■ TASK DESCRIPTION
Print the passage of the post on flyer conversion from "Therefore, product managers" up to and including "products that stick.", word for word.

My colleague’s post on “how to increase your flyer conversion by 2000%” briefly mentioned a case in China a few years ago, where Dianping (later merged with Meituan) achieved 22% conversion for its flyering campaign. Some of our friends are asking for more information about how they did it. 

Essentially, they treated the flyer as a product and has a five person team led by the product leader: User communications, Front-end dev, back-end dev, UI design, and data analysis. User needs are analyzed in detail and the journey dissected before resources are allocated and product designed/implemented:

Compared with online products, the planned development cycle is shorter, the market is more uncertain. But in fact, these are problems that product-thinking is good at solving.

You look at the customer journey in different steps, and grasp firmly the parts where any improvement will have the greatest impact on (overall) conversion: 

Exploring user journey

A common problem with product newbies is that they like to accumulate cool features in their products.

The common problem of many marketing people is that they like to accumulate FAB (Features, Advantages, Benefits). Below is an example of eCommerce flyer with very low conversion (<0.5%): it is usually printed with a bunch of discounts, such as: “20% off refrigerator!”, “50% off movies!”, “Only for Golden Week in November!”, or “100 get 50!”, and then a dozen discount products were printed on it:

Such designs are all driven by creativity or resources. In other words, it starts from the “resources” owned by the designer. Any ideas will be added, and any FABs will be added to the market. After they are introduced to the market, they will ask again – why are consumers not buying it?

If you ask a product manager to analyze this question, the answer is very simple: because you are not starting from user needs.

Some people might disagree, I give a discount, is it not aimed at user needs?

It’s not. Because user needs are tied to the use case, when she checks out in the supermarket, her need for a 20 yuan voucher, and her need for the same 20 yuan voucher when he sees your advertisement in the lift are Different.

Therefore, product managers all know a word called “use case”, that is, what is the most common scenario when users use the product. Only around this, we can make good products that stick.

Let’s zoom into the small part of “distributing flyers”. The question you need to think about is “In what scenarios do users usually get my flyers?

■ Coordinate labeling data
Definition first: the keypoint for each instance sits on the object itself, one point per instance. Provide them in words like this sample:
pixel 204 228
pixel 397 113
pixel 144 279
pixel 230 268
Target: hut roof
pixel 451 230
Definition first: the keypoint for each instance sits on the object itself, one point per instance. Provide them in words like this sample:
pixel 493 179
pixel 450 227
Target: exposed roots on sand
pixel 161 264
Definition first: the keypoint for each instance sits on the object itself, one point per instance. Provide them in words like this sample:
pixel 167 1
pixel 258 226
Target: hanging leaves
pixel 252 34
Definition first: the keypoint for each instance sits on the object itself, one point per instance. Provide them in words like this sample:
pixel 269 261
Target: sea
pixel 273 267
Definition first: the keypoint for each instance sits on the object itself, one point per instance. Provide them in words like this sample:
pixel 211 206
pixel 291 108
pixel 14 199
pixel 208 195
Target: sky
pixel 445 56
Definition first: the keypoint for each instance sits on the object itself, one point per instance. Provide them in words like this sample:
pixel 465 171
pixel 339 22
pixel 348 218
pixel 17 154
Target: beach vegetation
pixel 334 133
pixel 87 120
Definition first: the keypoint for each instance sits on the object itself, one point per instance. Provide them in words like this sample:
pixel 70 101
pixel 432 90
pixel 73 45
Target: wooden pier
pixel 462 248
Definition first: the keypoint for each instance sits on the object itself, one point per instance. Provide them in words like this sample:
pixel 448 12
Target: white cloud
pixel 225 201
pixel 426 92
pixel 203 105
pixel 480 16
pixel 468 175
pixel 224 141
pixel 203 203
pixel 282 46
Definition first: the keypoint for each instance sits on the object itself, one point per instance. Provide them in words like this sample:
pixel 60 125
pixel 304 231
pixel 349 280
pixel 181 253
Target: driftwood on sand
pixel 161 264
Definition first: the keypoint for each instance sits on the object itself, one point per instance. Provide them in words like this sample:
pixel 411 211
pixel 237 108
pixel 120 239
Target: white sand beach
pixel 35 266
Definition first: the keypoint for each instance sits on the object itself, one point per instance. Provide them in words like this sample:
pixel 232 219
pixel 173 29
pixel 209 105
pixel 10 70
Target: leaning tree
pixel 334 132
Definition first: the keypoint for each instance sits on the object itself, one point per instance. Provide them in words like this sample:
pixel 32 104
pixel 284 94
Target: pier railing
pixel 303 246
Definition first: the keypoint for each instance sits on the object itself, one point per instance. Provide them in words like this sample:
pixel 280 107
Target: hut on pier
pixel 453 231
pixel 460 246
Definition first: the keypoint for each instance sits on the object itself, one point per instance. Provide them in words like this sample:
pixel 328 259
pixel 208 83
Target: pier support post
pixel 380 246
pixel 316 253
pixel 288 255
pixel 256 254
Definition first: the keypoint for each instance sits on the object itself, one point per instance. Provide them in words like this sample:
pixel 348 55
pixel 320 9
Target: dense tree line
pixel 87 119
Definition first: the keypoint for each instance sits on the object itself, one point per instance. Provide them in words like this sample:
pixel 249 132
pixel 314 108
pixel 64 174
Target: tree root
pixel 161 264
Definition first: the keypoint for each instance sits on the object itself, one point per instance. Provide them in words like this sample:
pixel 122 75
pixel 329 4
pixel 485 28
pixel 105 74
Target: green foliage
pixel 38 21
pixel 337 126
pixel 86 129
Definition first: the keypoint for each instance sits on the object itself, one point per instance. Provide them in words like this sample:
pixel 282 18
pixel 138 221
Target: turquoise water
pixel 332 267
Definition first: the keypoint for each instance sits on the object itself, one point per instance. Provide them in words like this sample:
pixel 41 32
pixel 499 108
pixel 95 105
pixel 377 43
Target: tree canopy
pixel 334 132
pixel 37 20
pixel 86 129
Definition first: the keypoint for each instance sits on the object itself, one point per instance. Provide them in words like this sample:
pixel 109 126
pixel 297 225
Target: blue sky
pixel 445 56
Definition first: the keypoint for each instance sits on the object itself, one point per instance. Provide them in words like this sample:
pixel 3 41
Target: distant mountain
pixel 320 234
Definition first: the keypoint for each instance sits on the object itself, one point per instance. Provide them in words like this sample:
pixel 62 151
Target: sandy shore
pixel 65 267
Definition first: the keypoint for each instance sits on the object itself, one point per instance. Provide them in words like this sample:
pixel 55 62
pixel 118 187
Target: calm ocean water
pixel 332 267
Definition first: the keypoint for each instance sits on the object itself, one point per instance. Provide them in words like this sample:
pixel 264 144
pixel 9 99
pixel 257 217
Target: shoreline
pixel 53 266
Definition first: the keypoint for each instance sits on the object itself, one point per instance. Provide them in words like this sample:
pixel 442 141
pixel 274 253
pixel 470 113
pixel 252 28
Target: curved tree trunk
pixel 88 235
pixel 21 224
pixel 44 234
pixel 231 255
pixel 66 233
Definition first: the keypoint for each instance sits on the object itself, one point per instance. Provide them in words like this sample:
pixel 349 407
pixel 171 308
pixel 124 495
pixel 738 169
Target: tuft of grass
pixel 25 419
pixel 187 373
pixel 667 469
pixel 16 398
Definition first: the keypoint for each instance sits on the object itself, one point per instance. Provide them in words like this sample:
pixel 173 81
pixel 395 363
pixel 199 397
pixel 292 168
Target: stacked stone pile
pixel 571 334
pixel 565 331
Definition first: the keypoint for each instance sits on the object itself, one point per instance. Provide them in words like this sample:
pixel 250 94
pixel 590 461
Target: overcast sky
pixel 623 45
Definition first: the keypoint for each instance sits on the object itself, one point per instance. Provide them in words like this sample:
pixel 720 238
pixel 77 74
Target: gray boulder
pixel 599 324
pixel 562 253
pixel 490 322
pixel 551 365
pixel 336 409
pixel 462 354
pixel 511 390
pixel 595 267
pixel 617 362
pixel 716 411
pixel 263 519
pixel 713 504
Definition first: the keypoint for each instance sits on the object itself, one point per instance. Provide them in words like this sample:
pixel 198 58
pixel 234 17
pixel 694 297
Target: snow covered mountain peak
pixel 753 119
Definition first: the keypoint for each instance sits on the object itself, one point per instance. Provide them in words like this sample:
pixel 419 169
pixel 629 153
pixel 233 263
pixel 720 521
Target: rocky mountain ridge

■ TASK SOLUTION
Therefore, product managers all know a word called “use case”, that is, what is the most common scenario when users use the product. Only around this, we can make good products that stick.